§ EXERCISE REQUIREMENTS
Below this line is the material. Write out only its lines from the one containing "In this exercise you will tag every instance of the tile" through the one containing "In this exercise you will tag every instance of the beige", both kept, exactly.

------------------------------------

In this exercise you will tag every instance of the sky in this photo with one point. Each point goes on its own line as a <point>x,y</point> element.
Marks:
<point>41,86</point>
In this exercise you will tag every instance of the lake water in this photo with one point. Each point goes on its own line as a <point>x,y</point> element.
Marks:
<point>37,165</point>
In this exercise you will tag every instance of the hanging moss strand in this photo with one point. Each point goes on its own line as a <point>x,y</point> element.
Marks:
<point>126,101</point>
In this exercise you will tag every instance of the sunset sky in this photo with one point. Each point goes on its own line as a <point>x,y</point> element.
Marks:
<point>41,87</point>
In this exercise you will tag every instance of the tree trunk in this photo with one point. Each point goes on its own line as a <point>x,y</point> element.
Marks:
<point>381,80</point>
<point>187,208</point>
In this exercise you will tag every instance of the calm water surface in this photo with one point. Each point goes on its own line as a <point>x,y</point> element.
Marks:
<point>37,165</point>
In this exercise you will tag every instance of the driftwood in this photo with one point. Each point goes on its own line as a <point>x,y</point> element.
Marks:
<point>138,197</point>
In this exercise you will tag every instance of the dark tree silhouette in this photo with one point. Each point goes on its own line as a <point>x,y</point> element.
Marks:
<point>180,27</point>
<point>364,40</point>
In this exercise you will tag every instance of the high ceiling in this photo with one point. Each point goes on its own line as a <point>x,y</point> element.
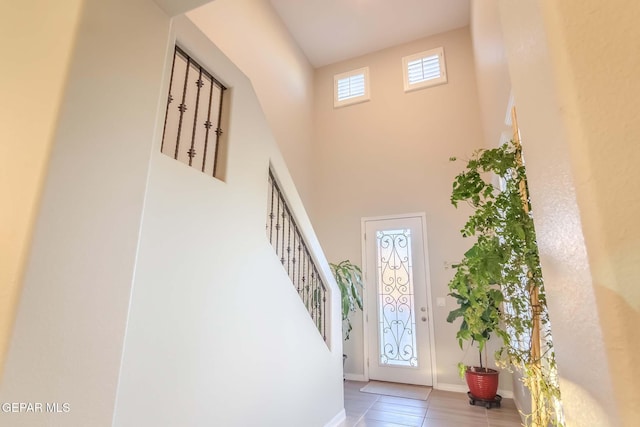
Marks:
<point>329,31</point>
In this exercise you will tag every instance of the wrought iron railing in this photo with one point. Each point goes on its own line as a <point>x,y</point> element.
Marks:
<point>192,126</point>
<point>289,245</point>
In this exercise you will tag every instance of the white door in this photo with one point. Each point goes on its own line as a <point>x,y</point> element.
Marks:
<point>397,303</point>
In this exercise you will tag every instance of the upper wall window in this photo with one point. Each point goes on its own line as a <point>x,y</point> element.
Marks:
<point>192,130</point>
<point>424,69</point>
<point>351,87</point>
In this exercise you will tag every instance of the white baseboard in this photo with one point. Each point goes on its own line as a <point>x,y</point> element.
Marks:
<point>355,377</point>
<point>335,421</point>
<point>461,388</point>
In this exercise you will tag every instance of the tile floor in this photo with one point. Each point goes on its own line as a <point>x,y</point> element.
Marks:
<point>441,409</point>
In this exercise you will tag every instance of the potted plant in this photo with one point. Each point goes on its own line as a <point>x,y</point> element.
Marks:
<point>498,284</point>
<point>479,299</point>
<point>349,279</point>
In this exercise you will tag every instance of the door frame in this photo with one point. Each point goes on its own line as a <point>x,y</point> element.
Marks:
<point>366,309</point>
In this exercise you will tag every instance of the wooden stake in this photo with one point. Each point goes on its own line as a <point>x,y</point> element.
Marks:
<point>536,367</point>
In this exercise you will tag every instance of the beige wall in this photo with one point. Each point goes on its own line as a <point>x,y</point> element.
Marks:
<point>492,71</point>
<point>390,156</point>
<point>217,334</point>
<point>494,89</point>
<point>251,34</point>
<point>69,331</point>
<point>575,79</point>
<point>36,38</point>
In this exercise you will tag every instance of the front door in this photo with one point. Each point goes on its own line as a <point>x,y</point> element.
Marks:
<point>397,303</point>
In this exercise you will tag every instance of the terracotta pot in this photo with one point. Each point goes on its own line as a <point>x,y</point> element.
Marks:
<point>482,382</point>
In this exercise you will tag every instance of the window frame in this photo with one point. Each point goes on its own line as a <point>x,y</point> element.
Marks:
<point>354,99</point>
<point>439,52</point>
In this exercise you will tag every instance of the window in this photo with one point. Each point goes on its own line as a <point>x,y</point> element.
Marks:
<point>192,129</point>
<point>424,69</point>
<point>351,87</point>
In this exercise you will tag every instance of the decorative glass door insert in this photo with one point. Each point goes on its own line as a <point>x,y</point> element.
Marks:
<point>396,315</point>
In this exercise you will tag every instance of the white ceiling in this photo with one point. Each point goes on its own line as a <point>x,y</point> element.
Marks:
<point>329,31</point>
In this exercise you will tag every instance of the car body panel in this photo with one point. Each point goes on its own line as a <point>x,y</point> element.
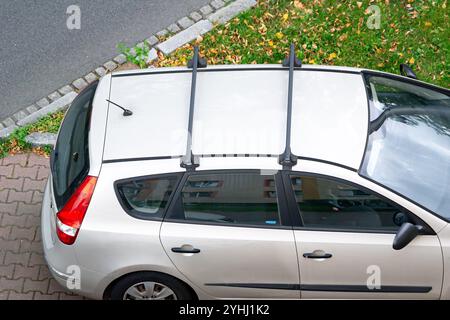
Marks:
<point>369,262</point>
<point>261,256</point>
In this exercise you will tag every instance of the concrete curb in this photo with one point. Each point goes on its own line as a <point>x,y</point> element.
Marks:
<point>185,30</point>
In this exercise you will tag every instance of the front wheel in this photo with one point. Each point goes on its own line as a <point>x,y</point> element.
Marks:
<point>150,286</point>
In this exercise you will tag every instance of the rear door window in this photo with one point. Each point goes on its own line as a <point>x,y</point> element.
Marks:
<point>70,163</point>
<point>147,197</point>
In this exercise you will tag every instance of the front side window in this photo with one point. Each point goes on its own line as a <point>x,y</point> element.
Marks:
<point>229,198</point>
<point>408,146</point>
<point>146,197</point>
<point>325,203</point>
<point>70,157</point>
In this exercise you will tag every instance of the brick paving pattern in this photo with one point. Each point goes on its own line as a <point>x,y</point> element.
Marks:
<point>23,271</point>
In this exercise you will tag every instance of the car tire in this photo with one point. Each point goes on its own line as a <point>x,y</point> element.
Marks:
<point>127,287</point>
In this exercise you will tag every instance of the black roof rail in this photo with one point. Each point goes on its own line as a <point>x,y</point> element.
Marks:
<point>189,161</point>
<point>287,159</point>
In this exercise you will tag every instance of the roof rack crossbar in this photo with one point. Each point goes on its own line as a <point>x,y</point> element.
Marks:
<point>189,161</point>
<point>287,159</point>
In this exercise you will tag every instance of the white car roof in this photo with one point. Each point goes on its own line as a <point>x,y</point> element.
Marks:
<point>238,110</point>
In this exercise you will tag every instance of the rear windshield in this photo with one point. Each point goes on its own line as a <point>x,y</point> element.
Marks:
<point>408,147</point>
<point>70,159</point>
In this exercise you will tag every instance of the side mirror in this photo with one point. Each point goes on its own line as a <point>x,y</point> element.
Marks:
<point>405,235</point>
<point>406,71</point>
<point>52,158</point>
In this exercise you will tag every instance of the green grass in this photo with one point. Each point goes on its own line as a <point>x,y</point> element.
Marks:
<point>16,143</point>
<point>334,33</point>
<point>325,32</point>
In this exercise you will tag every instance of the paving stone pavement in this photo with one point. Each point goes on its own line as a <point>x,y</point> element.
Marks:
<point>23,271</point>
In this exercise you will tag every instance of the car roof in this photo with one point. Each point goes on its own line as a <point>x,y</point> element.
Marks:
<point>239,110</point>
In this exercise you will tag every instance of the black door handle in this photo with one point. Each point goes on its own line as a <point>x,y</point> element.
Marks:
<point>317,255</point>
<point>185,250</point>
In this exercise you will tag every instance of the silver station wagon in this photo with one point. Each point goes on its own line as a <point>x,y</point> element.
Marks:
<point>252,182</point>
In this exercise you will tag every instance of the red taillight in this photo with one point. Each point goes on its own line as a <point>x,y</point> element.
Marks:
<point>69,219</point>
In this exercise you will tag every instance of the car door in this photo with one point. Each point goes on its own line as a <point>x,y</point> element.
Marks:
<point>228,233</point>
<point>344,235</point>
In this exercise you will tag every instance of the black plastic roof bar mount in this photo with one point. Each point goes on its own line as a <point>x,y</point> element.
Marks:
<point>287,159</point>
<point>126,112</point>
<point>189,161</point>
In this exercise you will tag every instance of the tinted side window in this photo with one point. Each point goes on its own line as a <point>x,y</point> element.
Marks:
<point>229,198</point>
<point>325,203</point>
<point>146,197</point>
<point>71,158</point>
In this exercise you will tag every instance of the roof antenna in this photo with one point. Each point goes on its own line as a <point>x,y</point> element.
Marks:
<point>126,112</point>
<point>287,159</point>
<point>189,161</point>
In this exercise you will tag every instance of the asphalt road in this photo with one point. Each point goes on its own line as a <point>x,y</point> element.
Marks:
<point>39,54</point>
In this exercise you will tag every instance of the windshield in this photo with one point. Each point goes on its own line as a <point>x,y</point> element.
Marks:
<point>408,146</point>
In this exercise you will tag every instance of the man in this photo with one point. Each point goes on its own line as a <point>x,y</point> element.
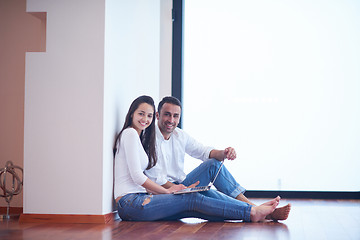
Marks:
<point>171,145</point>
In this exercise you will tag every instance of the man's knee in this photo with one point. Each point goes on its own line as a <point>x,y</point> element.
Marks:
<point>213,163</point>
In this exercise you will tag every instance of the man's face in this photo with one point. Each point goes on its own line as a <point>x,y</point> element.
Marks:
<point>168,119</point>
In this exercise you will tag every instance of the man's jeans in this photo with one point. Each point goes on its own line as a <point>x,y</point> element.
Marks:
<point>225,182</point>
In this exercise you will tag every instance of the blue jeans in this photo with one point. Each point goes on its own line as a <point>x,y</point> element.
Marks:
<point>205,173</point>
<point>133,207</point>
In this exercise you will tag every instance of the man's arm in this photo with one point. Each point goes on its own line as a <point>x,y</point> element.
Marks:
<point>168,185</point>
<point>220,155</point>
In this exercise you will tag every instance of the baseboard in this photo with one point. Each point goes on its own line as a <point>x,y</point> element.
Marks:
<point>66,218</point>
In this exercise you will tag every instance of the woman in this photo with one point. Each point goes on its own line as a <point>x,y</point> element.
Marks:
<point>140,199</point>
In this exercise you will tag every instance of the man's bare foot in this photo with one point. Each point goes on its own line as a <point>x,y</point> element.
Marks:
<point>279,214</point>
<point>259,213</point>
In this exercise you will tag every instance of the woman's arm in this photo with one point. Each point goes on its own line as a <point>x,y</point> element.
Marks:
<point>157,189</point>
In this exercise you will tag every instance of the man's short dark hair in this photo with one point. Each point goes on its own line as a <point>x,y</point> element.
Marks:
<point>169,99</point>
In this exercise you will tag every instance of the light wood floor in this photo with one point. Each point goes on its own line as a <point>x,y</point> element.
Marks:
<point>309,219</point>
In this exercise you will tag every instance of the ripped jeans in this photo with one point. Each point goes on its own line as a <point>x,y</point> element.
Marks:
<point>225,182</point>
<point>137,207</point>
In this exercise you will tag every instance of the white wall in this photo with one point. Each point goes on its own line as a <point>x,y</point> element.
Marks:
<point>100,56</point>
<point>64,111</point>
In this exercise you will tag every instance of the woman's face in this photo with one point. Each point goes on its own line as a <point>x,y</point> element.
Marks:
<point>142,117</point>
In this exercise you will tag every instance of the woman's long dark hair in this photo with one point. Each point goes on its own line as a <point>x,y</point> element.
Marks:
<point>147,136</point>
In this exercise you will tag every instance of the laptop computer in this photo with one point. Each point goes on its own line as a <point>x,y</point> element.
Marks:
<point>203,188</point>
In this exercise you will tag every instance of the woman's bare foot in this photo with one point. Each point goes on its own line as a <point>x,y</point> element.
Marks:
<point>259,213</point>
<point>280,214</point>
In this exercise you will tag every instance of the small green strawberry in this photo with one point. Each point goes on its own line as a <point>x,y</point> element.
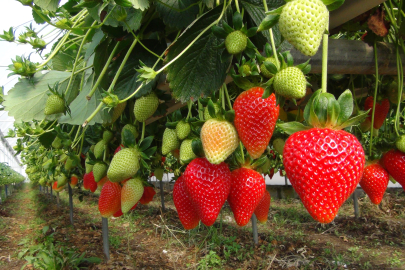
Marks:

------------------------------------

§ RESPONSE TO THIS TASK
In this exercise you will tag every instance of the tile floor in this photo with one point. Each point goes on its own line as a <point>x,y</point> element.
Marks:
<point>441,409</point>
In this exercise you will tag every instance of the potted plant in this photo with one point. Each point goes on its own line as a <point>x,y</point> element.
Marks:
<point>498,284</point>
<point>479,299</point>
<point>349,279</point>
In this exercise you will tag every instance of the door frame in this photo with one point. Each point goes on its own line as a <point>x,y</point> element.
Marks:
<point>366,309</point>
In this exercise you will tag every instance of the wooden stake in this photo with one point. Each point goes on its own line as a <point>x,y</point> element.
Marks:
<point>536,367</point>
In this exercise you will tag every instance of the beige wall in this photo with one point. Each point goes on its own line as a <point>x,y</point> element.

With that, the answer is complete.